::: JEU DE DONNÉES

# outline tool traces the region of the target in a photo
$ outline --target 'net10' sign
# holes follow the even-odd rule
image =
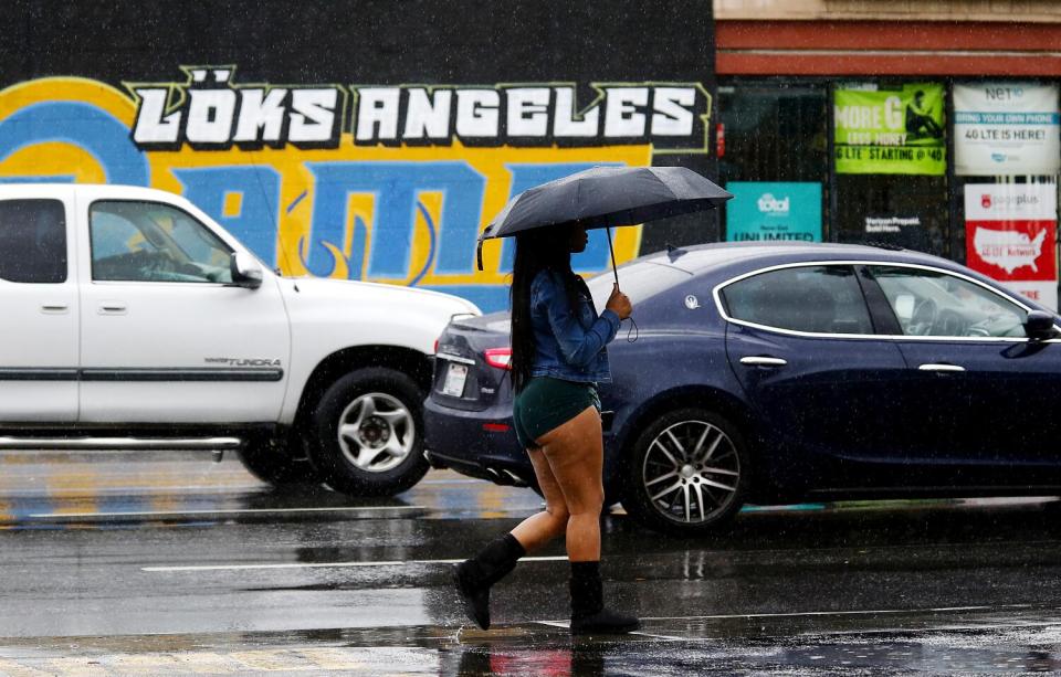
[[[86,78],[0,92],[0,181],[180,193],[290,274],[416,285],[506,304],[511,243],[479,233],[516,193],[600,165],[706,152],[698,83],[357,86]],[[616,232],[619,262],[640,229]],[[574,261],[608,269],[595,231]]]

::::::
::: JEU DE DONNÉES

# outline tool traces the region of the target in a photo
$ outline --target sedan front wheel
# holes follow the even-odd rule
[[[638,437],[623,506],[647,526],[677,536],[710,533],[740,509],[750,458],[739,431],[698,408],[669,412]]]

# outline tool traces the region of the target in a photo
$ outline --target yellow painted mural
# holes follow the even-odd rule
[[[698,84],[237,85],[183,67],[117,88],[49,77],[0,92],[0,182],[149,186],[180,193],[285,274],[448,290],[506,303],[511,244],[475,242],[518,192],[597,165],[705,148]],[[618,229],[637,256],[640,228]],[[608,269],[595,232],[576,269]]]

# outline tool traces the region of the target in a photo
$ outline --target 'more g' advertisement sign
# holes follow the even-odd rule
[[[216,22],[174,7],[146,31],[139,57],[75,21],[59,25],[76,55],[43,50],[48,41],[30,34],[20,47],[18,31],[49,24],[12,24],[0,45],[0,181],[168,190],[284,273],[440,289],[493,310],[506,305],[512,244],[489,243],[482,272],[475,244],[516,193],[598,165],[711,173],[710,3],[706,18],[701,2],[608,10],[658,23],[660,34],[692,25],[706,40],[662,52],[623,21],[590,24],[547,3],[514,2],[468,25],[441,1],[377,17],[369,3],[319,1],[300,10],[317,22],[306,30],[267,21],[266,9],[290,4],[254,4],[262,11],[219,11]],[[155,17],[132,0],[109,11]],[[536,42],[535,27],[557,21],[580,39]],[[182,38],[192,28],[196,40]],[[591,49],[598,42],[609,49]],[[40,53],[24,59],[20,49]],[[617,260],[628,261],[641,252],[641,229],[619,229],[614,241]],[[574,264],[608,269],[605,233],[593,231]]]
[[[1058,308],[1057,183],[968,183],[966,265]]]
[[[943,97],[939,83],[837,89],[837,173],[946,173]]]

::::::

Indiquez le nombre de lignes des items qui contiennent la chaîne « sign », en respectant la casse. Donnez uniquement ce nombre.

- CORRIGÉ -
2